**QUESTIONS ON THE MATERIAL**
• A. List every school or university named in the Gene Chyzowych biography below.
• B. Decide whether each statement agrees with the Gene Chyzowych biography below, answering yes or no and quoting the words that settle it: (i) He graduated from Temple University in 1958. (ii) He became head soccer coach at Columbia High School in 1958. (iii) His girls volleyball team at Columbia went unbeaten over his career.
• C. Proceed with the Gene Chyzowych biography below, writing on from its last sentence.

**SELECTED EXTRACT**
--- --- ---

- Born: January 27, 1935
- Died: May 10, 2014 (aged 79)

= Gene Chyzowych =

American soccer coach (1935–2014)

Eugene Chyzowych (January 27, 1935 – May 10, 2014), was a professional soccer player and coach, who was the coach of the Columbia High School soccer team in Maplewood, New Jersey, United States. He had the second most wins of any active scholastic soccer coach in the United States, and compiled a 730–188–70 record in 46 years at Columbia High School through 2009. He directed his teams to four New Jersey state championships and 24 conference titles. His squads have also captured 16 state sectional crowns, and have produced numerous All-America, All-State and All-Conference players in high school and college, several of whom have gone on to become college and high school soccer coaches themselves. He is a two-time NSCAA Boys High School National Coach of the Year (1986 and 1990), and received the association's Robert W. Robinson Award for long-time service to interscholastic soccer in 1999. Chyzowych also coached the Columbia girls volleyball team, compiling a 227–0 career record, a 10-year winning streak and likewise producing numerous championship and lauded athletes.

Chyzowych was born in Sambor county, Ukraine (then part of Poland) and moved with his family across war torn Europe to eventually settle in Philadelphia after World War II. He grew up in Philadelphia and attended Northeast Catholic High School where he was part of a team that won the city championship in 1952. He was the team's leading goal scorer during that season. He then went on to a four-year college career at Temple University, graduating in 1958, and became the head soccer coach at Columbia High School in 1963. He was one of the first coaches in the U.S. to set up a recreational-to-club-to-high school feeder program, and to provide opportunities for players to play year-round. That model was copied by other coaches and schools nationwide in an effort to approximate his success.

--- --- ---

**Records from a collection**

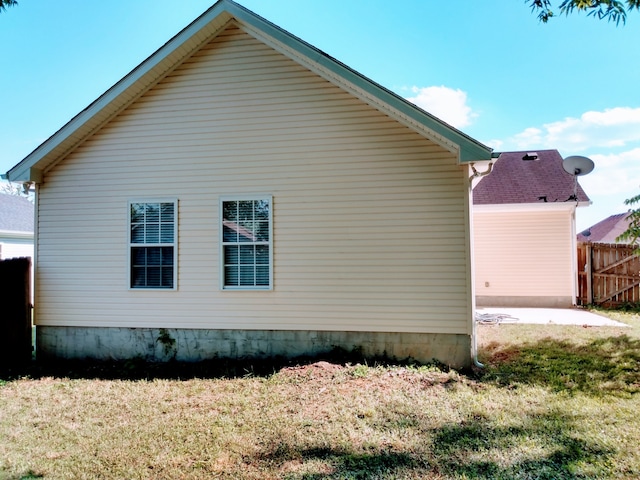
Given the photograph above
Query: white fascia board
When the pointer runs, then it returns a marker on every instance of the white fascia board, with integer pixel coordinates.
(11, 234)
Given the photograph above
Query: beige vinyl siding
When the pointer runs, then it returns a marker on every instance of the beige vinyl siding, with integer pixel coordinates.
(523, 253)
(368, 216)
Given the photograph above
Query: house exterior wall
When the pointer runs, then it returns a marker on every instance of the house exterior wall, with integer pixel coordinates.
(369, 217)
(524, 257)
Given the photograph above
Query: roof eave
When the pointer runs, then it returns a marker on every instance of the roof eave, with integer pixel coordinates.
(119, 96)
(198, 33)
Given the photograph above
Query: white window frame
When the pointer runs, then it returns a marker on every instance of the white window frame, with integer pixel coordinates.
(222, 243)
(174, 244)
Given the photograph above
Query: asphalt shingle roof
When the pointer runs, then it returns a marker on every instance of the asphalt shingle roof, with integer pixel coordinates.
(515, 180)
(16, 213)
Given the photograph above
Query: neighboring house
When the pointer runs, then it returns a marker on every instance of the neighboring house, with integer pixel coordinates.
(607, 230)
(524, 232)
(16, 227)
(242, 193)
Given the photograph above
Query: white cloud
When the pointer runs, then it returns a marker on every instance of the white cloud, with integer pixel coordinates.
(611, 128)
(448, 104)
(614, 174)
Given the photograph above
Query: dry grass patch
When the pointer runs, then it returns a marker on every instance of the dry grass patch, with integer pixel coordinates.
(553, 403)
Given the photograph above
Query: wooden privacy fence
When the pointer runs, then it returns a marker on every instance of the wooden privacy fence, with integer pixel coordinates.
(15, 313)
(608, 274)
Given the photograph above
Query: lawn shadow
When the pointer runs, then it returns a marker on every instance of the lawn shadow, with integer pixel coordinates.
(609, 365)
(536, 445)
(539, 446)
(342, 463)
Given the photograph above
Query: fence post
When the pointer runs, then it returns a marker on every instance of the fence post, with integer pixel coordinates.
(589, 272)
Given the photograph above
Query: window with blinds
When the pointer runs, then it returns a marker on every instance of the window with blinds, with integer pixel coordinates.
(152, 244)
(246, 243)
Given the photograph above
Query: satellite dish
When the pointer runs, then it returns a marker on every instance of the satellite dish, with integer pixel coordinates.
(577, 165)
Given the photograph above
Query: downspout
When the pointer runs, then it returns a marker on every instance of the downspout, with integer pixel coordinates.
(474, 337)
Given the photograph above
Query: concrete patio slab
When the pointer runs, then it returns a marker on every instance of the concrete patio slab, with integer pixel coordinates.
(545, 316)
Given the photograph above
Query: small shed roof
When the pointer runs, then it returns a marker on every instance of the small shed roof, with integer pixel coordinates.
(528, 177)
(16, 214)
(607, 230)
(190, 40)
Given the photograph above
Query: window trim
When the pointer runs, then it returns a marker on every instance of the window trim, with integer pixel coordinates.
(130, 245)
(221, 243)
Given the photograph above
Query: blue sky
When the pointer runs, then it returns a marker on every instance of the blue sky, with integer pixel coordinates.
(489, 68)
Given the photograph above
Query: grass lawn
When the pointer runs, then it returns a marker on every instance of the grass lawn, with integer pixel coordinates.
(553, 403)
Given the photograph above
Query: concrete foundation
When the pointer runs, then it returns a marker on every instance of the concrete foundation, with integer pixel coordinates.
(192, 345)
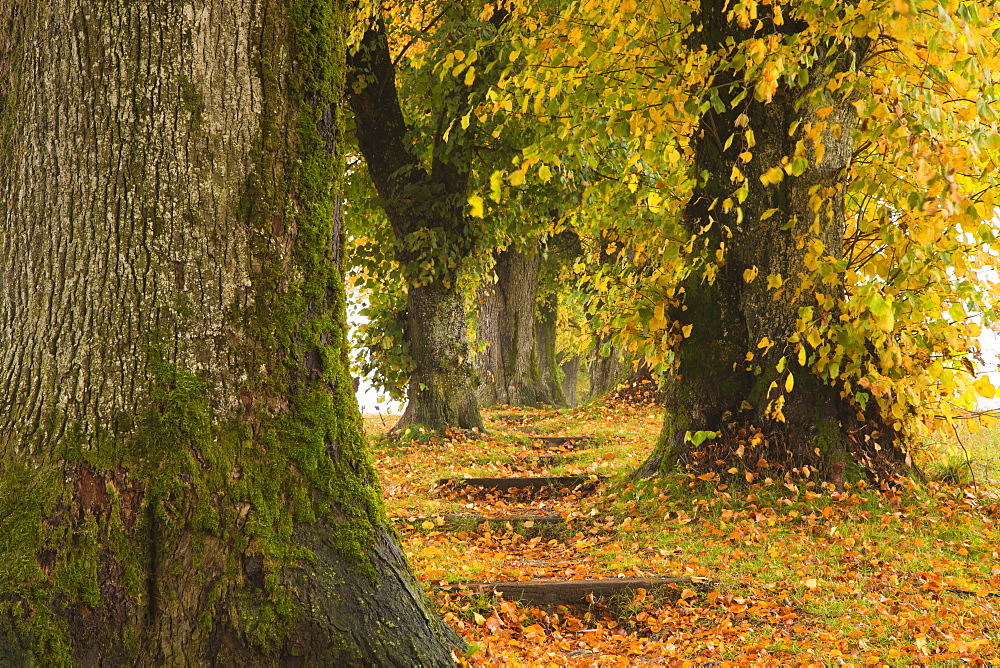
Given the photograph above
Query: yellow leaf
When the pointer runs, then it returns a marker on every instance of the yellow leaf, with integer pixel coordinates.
(476, 202)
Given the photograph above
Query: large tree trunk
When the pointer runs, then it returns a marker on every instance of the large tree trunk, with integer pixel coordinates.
(715, 388)
(571, 379)
(425, 205)
(510, 368)
(440, 392)
(183, 477)
(607, 366)
(546, 322)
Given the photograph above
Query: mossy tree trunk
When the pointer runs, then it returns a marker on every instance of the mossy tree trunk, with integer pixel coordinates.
(183, 477)
(425, 206)
(715, 387)
(510, 368)
(546, 330)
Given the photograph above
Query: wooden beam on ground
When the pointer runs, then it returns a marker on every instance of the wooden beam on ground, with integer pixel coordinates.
(583, 482)
(561, 441)
(575, 592)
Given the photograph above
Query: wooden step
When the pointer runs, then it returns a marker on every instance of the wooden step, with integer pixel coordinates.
(528, 525)
(575, 592)
(584, 482)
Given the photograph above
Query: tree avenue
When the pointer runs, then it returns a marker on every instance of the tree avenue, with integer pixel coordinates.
(183, 478)
(822, 181)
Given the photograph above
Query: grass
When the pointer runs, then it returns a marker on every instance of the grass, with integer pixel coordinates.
(799, 574)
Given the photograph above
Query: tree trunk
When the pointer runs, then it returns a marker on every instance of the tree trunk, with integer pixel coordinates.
(715, 387)
(571, 378)
(607, 367)
(183, 477)
(440, 392)
(425, 205)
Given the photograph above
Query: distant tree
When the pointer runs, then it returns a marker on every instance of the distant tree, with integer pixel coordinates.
(812, 188)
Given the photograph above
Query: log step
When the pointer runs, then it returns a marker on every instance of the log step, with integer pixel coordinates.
(575, 592)
(561, 441)
(584, 482)
(525, 524)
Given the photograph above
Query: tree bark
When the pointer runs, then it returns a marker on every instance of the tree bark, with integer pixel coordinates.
(183, 476)
(546, 322)
(425, 206)
(508, 368)
(517, 368)
(715, 388)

--- --- ---

**TASK-BY-TASK OUTPUTS**
• A. Columbia High School, Northeast Catholic High School, Temple University

• B.
(i) Yes: "graduating in 1958"
(ii) No: "became the head soccer coach at Columbia High School in 1963"
(iii) Yes: "compiling a 227–0 career record"

• C.
Chyzowych was the head coach of the United States national team in 1973, coaching the team to a 3–2–0 record.

In 1976, he was head coach of the New York Apollo of the American Soccer League. He was the younger brother of Igor Chyzowych, who also played professional soccer, and the older brother of Walter Chyzowych, who also coached the U.S. Men's National Team.

In 1976, after Title IX created government requirements for more women's sports, Chyzowych started coaching girls volleyball at Columbia High. By 1985, his team was undefeated in regular season play for 172 games, a state record for any high school sports team.

In January 2009, Chyzowych was inducted into the National Soccer Coaches Association of America's Hall of Fame at a ceremony in St. Louis.

Chyzowych taught physical education at Columbia High School and coached the boys' varsity soccer team until his retirement in January 2014.

A resident of West Orange, New Jersey, Chyzowych died of cancer on May 10, 2014.

Gene Chyzowych Soccer Field is located near Columbia High School.The field is mainly used by the Cougar Soccer Club and sometimes by Columbia High School.